# Task requirements
Once the pictures are set aside, print the records that follow exactly as written.

□ □ □

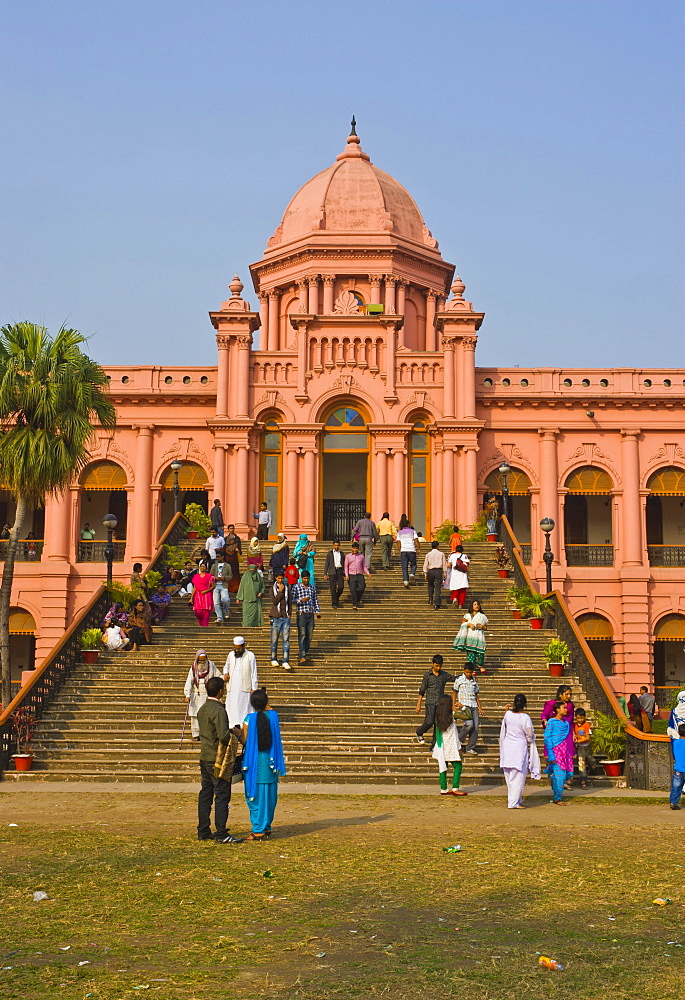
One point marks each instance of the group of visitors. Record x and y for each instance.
(239, 736)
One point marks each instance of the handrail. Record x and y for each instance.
(597, 677)
(48, 678)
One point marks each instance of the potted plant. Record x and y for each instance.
(491, 519)
(502, 560)
(556, 652)
(91, 640)
(536, 606)
(24, 724)
(198, 520)
(609, 740)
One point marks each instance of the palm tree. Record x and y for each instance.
(51, 395)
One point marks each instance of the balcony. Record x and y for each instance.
(95, 551)
(589, 555)
(28, 550)
(666, 555)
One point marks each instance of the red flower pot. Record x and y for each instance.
(613, 768)
(23, 761)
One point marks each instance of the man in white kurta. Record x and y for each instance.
(240, 675)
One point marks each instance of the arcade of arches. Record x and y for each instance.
(350, 382)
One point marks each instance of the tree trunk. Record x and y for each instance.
(6, 598)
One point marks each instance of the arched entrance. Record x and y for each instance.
(588, 532)
(599, 635)
(192, 485)
(22, 646)
(518, 485)
(669, 657)
(665, 514)
(103, 491)
(344, 469)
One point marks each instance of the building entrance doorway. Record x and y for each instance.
(344, 487)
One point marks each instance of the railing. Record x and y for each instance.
(648, 755)
(666, 555)
(589, 555)
(95, 551)
(60, 663)
(28, 549)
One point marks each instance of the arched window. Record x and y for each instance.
(665, 512)
(271, 470)
(588, 530)
(345, 430)
(419, 472)
(599, 635)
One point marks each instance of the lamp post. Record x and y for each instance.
(110, 522)
(504, 471)
(176, 466)
(547, 525)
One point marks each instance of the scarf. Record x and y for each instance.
(242, 660)
(556, 752)
(198, 673)
(276, 758)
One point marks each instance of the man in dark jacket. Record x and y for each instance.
(222, 573)
(279, 613)
(213, 723)
(334, 569)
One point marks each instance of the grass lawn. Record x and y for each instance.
(354, 897)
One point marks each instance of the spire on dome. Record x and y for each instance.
(353, 147)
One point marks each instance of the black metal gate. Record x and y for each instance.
(340, 516)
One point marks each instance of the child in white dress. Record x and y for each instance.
(447, 746)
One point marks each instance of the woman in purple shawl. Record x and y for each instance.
(563, 694)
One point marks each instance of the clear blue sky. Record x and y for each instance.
(151, 146)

□ □ □

# Response box
One point marks each instance of the group of visitors. Record x and y for each instance.
(239, 736)
One point marks each instance of the handrail. Record x and y for each instance.
(597, 677)
(48, 678)
One point marks each instance of the potted plant. Record x and y for each instance.
(491, 519)
(502, 560)
(556, 652)
(91, 640)
(536, 606)
(24, 724)
(198, 520)
(609, 740)
One point marks each instance of the palm tree. Record x and y for each instance.
(51, 395)
One point marks each instance of the balcony. Record x and y for each instance.
(95, 551)
(589, 555)
(28, 550)
(666, 555)
One point marks each instance of the red flower pot. Record x and y for each instance.
(613, 768)
(23, 761)
One point marks each instance of the man in white kurta. Record x and y for each instance.
(240, 675)
One point marks each instance of the arcade of arches. Record x and y for each instance.
(350, 382)
One point marks each instance of the tree trunk. Record x and y for each instance.
(6, 598)
One point marks each instance of the arched entrance. Record x and y for each instance.
(588, 532)
(599, 635)
(192, 485)
(22, 646)
(518, 485)
(669, 657)
(665, 514)
(103, 491)
(344, 469)
One point marks each instance of the building entrance doorway. Record x and y for each instance.
(344, 487)
One point marks each instance of the railing. Record x and y for each instance.
(648, 755)
(666, 555)
(589, 555)
(95, 551)
(60, 663)
(28, 549)
One point marks each instance of the arched window. Record x and y for each instance.
(665, 512)
(271, 470)
(588, 530)
(345, 430)
(419, 472)
(599, 635)
One point marks each instance of the lamp post. Record x and y for each instance.
(110, 522)
(504, 471)
(176, 466)
(547, 525)
One point marks each instance of the scarf. Record x and y for each instance.
(242, 660)
(556, 752)
(198, 673)
(276, 758)
One point marks each instance of the man in dark jacket. Record x and y for each instance.
(222, 573)
(279, 613)
(213, 723)
(334, 569)
One point marks each instance of the grass lawn. Record x and y for each instance.
(354, 897)
One point marks each instance of the spire on dome. Record x and y for each instance.
(353, 147)
One point marks each instance of the black metal gate. Record x and y for each instance.
(340, 516)
One point marks each instance of the child in white dress. Record x and y for each instance.
(447, 746)
One point marks each instance of the woman in purple shawl. Record x and y for each instance.
(563, 694)
One point marks each instance of the clear blue sky. Record x and y for each instance.
(151, 146)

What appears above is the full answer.